--- Start of PAGE TEXT ---

Hawke established the blockade of Brest early in June. No serious attempt to drive him off was made by the French. On the 2nd July Conflans tried to do by trick what he dared not venture to do by force. The bulk of Hawke’s fleet lay some distance off at sea, while an inshore, or advanced, squadron under Captain Hervey watched the French fleet at anchor in Camaret Bay, just outside the entrance to Brest. This was the Augustus John Hervey, afterwards third Earl of Bristol, who was the son of the Lord Hervey so savagely attacked by Pope, and of the beautiful Molly Lepel. He maintained the well-established reputation of his family for immoral ability. His marriage to, and collusive divorce from, the notorious Elizabeth Chudleigh, bigamous Duchess of Kingston, are conspicuous events in the scandalous chronicle of the time. But though his private life was always disorderly and occasionally ignominious, he was a very brave and skilful naval officer. All through the summer of 1759 he and Captain Keppel were the eyes and hands of the fleet. When on the 2nd July four French line-of-battle ships stood out of Camaret Bay to drive him off, Hervey did not hesitate to engage for a moment, though he had with him only two of the line and some frigates. He well knew that the sound of his guns would soon bring up Hawke’s fleet, and it did. The French drew back immediately under the protection of their batteries. Their intention had been, after driving off Hervey, to go round to Quiberon, chase away the small squadron under Captain Reynolds, of the Firm, and liberate the transports at Vannes—a proposal worthy of the intelligence they showed all through the year. The sub-blockade of Quiberon remained unbroken. When the Firm became foul, Reynolds was relieved by Captain Duff, of the Rochester, 50, who remained in possession of the waters of the French bay with four 50-gun ships and some frigates till he was swept into the great hurricane of wind and battle of the 20th November.
The fine weather and the energy shown by Pitt in supporting the fleets at sea made it possible to keep the crews well supplied with provisions. They enjoyed a good health of which there were few examples in the previous history of the navy. Yet the blockade was tedious work, relieved only by such events as this action of the 2nd July, by the cutting out of the Modeste from under the French batteries, a gallant feat of Hervey’s, or by the unsuccessful attempt of Captain Barrington of the Achilles to destroy some French ships in the Morbihan. Meanwhile there was growing impatience at Paris with the timidity of Conflans, who showed extreme reluctance to go to sea without an express order. Conflans had served with some credit, but he owed his command to court favour, and had no reputation as a manœuvrer in the French Navy, while all his words and actions show him to have been light and ostentatious, with no firmness of character. The instructions he issued to his captains when he did go out are full of a pretence of confidence which was ridiculous after the timidity of the summer, and more ridiculous when read by the light of the final disaster. He wrote as if he feared that Hawke would not give him a good chance to fight.
On the 9th November a gale, and the needs of the blockading fleet, did for the French what they could not do for themselves. Hawke was compelled to bear up for Torbay. Frigates were left to watch Brest. The westerly gale which had forced Hawke to draw off from the dangerous lee shore of Brest, brought home the French squadron of M. de Bompart, now coming back from the West Indies. To his surprise and relief, he found the way to port open. His safe arrival convinced Conflans that Hawke must be gone. Taking the crews out of Bompart’s ships to reinforce his own, the marshal put to sea on the 14th November, when the wind had moderated, and the last great effort of the French to carry out the invasion began.

--- End of PAGE TEXT ---
--- Start of GIVEN ENTRIES ---

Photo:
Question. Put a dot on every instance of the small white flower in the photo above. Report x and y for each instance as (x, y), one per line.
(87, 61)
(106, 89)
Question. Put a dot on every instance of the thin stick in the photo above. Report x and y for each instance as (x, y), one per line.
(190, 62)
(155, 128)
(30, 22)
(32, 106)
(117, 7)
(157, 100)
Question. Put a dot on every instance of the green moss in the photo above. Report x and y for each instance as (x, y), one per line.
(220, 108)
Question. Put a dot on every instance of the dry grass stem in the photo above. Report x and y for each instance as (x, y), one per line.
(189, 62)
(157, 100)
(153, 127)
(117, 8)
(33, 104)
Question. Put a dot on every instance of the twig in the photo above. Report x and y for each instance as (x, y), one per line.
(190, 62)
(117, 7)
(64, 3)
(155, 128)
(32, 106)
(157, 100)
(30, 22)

--- End of GIVEN ENTRIES ---

- EXERCISE INSTRUCTIONS
Write out the passage on the blockade of Brest word for word, everything from "On the 9th November" down to "the invasion began.".

- PROBLEM SOLUTION
On the 9th November a gale, and the needs of the blockading fleet, did for the French what they could not do for themselves. Hawke was compelled to bear up for Torbay. Frigates were left to watch Brest. The westerly gale which had forced Hawke to draw off from the dangerous lee shore of Brest, brought home the French squadron of M. de Bompart, now coming back from the West Indies. To his surprise and relief, he found the way to port open. His safe arrival convinced Conflans that Hawke must be gone. Taking the crews out of Bompart’s ships to reinforce his own, the marshal put to sea on the 14th November, when the wind had moderated, and the last great effort of the French to carry out the invasion began.